In your copy, the records appear word for word and the pictures do not appear at all.

Stored dataset items:
+===+

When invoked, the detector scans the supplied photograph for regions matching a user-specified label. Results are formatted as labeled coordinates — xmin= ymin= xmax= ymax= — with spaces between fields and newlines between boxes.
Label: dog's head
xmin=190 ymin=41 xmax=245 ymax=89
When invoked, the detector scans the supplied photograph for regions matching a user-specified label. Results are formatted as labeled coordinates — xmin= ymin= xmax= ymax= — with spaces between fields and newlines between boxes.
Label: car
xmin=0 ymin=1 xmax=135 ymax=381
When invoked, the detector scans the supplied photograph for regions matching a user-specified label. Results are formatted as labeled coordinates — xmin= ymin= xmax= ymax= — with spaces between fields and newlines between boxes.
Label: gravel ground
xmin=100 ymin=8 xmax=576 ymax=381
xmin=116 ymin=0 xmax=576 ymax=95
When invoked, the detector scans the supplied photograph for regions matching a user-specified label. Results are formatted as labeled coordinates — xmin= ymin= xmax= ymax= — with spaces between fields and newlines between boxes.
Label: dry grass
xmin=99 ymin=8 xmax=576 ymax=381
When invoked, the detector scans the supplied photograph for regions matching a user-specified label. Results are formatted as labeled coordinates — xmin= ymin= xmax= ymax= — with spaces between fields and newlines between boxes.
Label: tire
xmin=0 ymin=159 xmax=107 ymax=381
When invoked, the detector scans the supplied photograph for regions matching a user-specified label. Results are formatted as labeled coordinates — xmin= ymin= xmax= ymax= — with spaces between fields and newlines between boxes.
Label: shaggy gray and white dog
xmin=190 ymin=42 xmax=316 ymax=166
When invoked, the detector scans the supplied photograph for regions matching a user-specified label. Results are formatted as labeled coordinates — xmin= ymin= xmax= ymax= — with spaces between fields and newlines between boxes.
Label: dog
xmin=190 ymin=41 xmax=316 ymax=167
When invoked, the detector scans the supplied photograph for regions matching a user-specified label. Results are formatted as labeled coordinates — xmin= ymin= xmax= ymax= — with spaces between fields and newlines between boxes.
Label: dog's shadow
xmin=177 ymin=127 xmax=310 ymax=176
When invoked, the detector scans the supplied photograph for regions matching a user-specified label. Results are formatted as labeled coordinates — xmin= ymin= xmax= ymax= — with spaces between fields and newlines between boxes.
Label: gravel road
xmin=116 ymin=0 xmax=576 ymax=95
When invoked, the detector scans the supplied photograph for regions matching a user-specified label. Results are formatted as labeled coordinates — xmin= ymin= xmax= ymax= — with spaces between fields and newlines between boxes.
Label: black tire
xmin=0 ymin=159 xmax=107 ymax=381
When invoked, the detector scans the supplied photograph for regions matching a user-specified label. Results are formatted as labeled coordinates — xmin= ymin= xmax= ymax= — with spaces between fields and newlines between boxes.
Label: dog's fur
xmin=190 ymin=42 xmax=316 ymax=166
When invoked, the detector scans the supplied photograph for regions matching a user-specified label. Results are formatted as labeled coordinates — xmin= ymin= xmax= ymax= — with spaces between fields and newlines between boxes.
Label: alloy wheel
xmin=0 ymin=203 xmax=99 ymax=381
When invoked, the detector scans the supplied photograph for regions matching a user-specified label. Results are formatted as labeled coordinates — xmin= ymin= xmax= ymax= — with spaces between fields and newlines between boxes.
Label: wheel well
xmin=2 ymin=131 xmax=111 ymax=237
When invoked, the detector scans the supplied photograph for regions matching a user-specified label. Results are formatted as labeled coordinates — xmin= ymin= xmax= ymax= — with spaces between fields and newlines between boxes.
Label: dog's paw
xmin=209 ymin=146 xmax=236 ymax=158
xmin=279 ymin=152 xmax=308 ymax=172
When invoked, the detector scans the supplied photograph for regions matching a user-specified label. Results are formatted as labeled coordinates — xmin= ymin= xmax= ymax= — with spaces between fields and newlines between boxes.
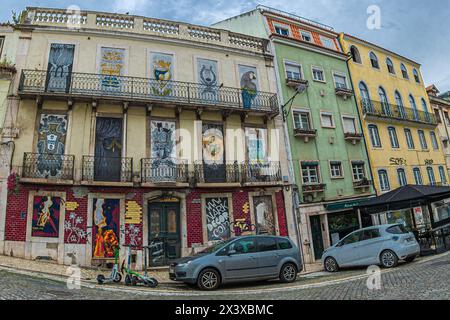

+===+

TASK OUTPUT ▸
When invoked, the detector scans the supplied photograph for regions matching a user-specified label. Results are formatted as labeled coordinates — xmin= ymin= xmax= ymax= — with spaces between fields and newlines between boxes.
Label: dog's head
xmin=190 ymin=41 xmax=245 ymax=89
When invoked, the detector scans the supplied photograph for regions matching a user-specified label. Results are formatted as labeled coordinates — xmin= ymin= xmax= ymax= — with spaces between fields and newlines between boxes.
Label: car
xmin=0 ymin=1 xmax=135 ymax=381
When invoked, the detector scans the supplied photograph for regions matching a user-specified label. Results are formatted as labeled coordinates — xmin= ymin= xmax= ymax= — with spaces between fields and newlines between boxes.
Label: gravel ground
xmin=100 ymin=8 xmax=576 ymax=381
xmin=116 ymin=0 xmax=576 ymax=95
When invoked, the detector scans the supplied photograph for regions matching a user-specified label. Results are formatted as labeled coordinates — xmin= ymin= xmax= ymax= — with spaces between fields and newlines between boxes.
Label: dry grass
xmin=99 ymin=8 xmax=576 ymax=381
When invoked, the detector scans the supplied photograph for regions matching a user-specified label. Results are formatted as labeled coordinates — xmin= ymin= xmax= ymax= — with spaces between fields and newlines between boxes.
Label: tire
xmin=0 ymin=159 xmax=107 ymax=381
When invoked, the detector scans the supplied photograph for regions matching a user-specified label. Results are formatted as labeled coordinates — xmin= ymin= xmax= ymax= — with spaces between fields and newlines between boxes.
Label: shaggy gray and white dog
xmin=190 ymin=42 xmax=316 ymax=166
When invoked, the detector scans the supplied photograph for regions matching a user-specified label. Results are formatted as labeled coordinates — xmin= ymin= xmax= ymax= — with spaces between fields and newlines between boxes.
Label: dog
xmin=190 ymin=41 xmax=316 ymax=167
When invoked, the detector scans the supplied photograph for regions matching a user-specified label. Results are formatted as labeled coordinates — xmin= ymin= xmax= ymax= — with spaces between fields and newlines between boxes.
Label: dog's shadow
xmin=177 ymin=127 xmax=310 ymax=176
When invoked, the detector scans the supplied photograph for regions matching a user-specified label. Results are formatted as labeled coordinates — xmin= ymin= xmax= ymax= — with spaces between fields and newlines between boxes.
Label: gravel road
xmin=116 ymin=0 xmax=576 ymax=95
When invoked, the detector scans the supplied photograph for regions matching a user-specified label. Results are formatted as labeled coordinates — xmin= ymin= xmax= ymax= — with spaces between fields and newlines between boxes.
Label: black tire
xmin=0 ymin=159 xmax=107 ymax=381
When invoked, the detector scans the supplied photograph for regions matching a user-specified label. Results are formatted as labeled coordinates — xmin= ymin= xmax= ymax= — with spaces between fields and newlines between boxes.
Label: dog's fur
xmin=190 ymin=42 xmax=316 ymax=166
When invoked, the detector scans the supplied photograph for regions matching a user-specified label. Results are formatted as labeled coordinates — xmin= ymin= xmax= ymax= — with spaces between fields and newlines between boxes.
Label: alloy wheel
xmin=0 ymin=203 xmax=99 ymax=381
When invoked, the detector scans the supplied photograph for regions matching a user-specified label. Results are formatted as labeled coordinates — xmin= ymin= xmax= ymax= — with spaces between fields and newlines between boxes.
Label: wheel well
xmin=2 ymin=131 xmax=111 ymax=237
When invoked, the detector scans the supplied photograph for regions matching a user-specified label. Results are formatted as labeled coordinates — xmin= ymin= xmax= ymax= — with spaces between fields and newlines between boxes.
Label: dog's paw
xmin=209 ymin=146 xmax=236 ymax=158
xmin=279 ymin=152 xmax=308 ymax=172
When invoked, the detector scans the supplied photograph for regions matching a user-specified label. Results are formatted as labeled coordinates — xmin= ymin= xmax= ymax= — with spaces between fields and newlines between boxes.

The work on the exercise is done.